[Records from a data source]
● ● ● ● ● ● ●
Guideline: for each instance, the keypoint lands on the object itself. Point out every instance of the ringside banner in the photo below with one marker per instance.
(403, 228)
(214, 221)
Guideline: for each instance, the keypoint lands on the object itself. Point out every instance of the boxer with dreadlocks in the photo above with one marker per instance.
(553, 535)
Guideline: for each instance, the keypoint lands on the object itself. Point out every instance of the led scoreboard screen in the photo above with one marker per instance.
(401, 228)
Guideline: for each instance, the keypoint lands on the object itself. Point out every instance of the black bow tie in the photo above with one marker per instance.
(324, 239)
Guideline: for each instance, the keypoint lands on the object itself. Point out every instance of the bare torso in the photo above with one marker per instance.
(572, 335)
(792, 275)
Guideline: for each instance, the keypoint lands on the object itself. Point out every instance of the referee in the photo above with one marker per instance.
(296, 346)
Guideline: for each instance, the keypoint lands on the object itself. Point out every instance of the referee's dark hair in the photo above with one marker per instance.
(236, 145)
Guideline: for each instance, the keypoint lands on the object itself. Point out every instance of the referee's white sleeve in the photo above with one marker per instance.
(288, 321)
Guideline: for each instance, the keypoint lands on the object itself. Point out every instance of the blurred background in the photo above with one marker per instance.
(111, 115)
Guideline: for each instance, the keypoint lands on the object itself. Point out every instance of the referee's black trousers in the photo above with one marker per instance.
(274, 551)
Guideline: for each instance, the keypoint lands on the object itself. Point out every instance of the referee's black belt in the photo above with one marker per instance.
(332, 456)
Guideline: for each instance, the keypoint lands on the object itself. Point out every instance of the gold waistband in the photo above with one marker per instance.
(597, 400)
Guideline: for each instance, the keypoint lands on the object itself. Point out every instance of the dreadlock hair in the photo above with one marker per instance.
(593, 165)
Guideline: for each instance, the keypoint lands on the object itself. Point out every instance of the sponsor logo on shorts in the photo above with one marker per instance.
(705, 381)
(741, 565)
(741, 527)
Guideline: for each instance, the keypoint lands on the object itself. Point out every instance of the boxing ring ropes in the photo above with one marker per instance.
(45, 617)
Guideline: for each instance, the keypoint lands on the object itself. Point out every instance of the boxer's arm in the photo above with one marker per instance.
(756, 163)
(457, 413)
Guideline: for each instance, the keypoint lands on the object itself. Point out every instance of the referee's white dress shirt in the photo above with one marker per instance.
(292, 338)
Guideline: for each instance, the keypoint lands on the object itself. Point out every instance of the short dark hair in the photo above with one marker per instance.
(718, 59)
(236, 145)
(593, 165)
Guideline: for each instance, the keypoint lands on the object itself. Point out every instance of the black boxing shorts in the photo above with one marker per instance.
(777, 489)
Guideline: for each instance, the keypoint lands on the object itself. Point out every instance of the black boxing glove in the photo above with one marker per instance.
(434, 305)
● ● ● ● ● ● ●
Repeat the material word for word, in full.

Guideline: for each instance, the keypoint lands on the object itself. Point out every instance of the ringside banner in the photo below with one marker per instance.
(403, 228)
(214, 221)
Guideline: for each instance, the keypoint lands on the object itself. Point out every instance of the boxer with dreadlocks in the photo above with one marker per instance.
(553, 535)
Guideline: for each instance, the keypoint lands on the object itself. Point out every instance of the led scoreboard screen in the photo above with one marker per instance.
(401, 228)
Guideline: for each instance, the keypoint lands on the object itself. Point out every instance of the black bow tie in the photo above with one marker per instance.
(324, 239)
Guideline: for each instance, the keypoint lands on the object itself. Point out every instance of the bare torso in the photo above with one marker per instance.
(572, 335)
(792, 275)
Guideline: for each instance, the keypoint lands on the object itself. Point out every instance of the referee in the photo above with one marker per instance.
(296, 346)
Guideline: for each instance, the keypoint lands on the object itself. Point out every instance of the referee's dark hair in the photo above with one marker per instance.
(236, 145)
Guideline: for each instance, the keypoint lands on the object itself. Point out every instance of the referee's white sleeve in the photo above with one marker per instance.
(288, 321)
Guideline: for each instance, the keypoint lands on the object itself. Point out every instance of the blurred background in the photo above with one marker per instance.
(111, 115)
Guideline: for each instance, the keypoint lands on the object itself. Point out every instance of the referee's black trousers in the photo above with one marker per instance.
(274, 551)
Guideline: for each instance, the keypoint lands on the object itself. Point out every instance of the referee's black belt in the photo above with one marker per instance.
(332, 456)
Guideline: for each instance, the keypoint lands on the object itself. Point out every instance of the gold waistband in the photo above with one marker per instance.
(597, 400)
Guideline: for each instance, the keypoint lands on the object itself. Point out every instance of the dreadlock hair in the photo above with one marker per instance.
(593, 165)
Guideline: for each instance, the keypoint lands on the object itself. Point out every instance of the sponsor logo on shorts in the photo above with one marker per instance.
(705, 381)
(741, 565)
(741, 527)
Guideline: for each instance, the keypoint lands on the object itself. Point out every instance of the boxing ring ropes in the photo above with one marker per instance.
(45, 617)
Guideline: for each instance, the keypoint lands on the object itself. Point out every instance of the boxer's arm in the photo above with one marker per instance.
(756, 163)
(457, 413)
Guideline: for each instance, the keypoint lands on the object itself. Point out every instance of the referee's white dress shirt in the photo above with one marker per instance.
(292, 338)
Guideline: for each instance, the keypoint lands on the object itself. Point out every instance of the short dark hair in the photo above with one marker per instance.
(718, 59)
(236, 145)
(593, 165)
Guideline: for each instance, the keypoint lands on the object itself. Point out every instance of the black boxing shorts in the photo above with one marker per instance.
(777, 489)
Guideline: for each instance, the keypoint lands on the object itself. Point out every instance of the black boxing glove in the photo above with one marker per instance.
(434, 305)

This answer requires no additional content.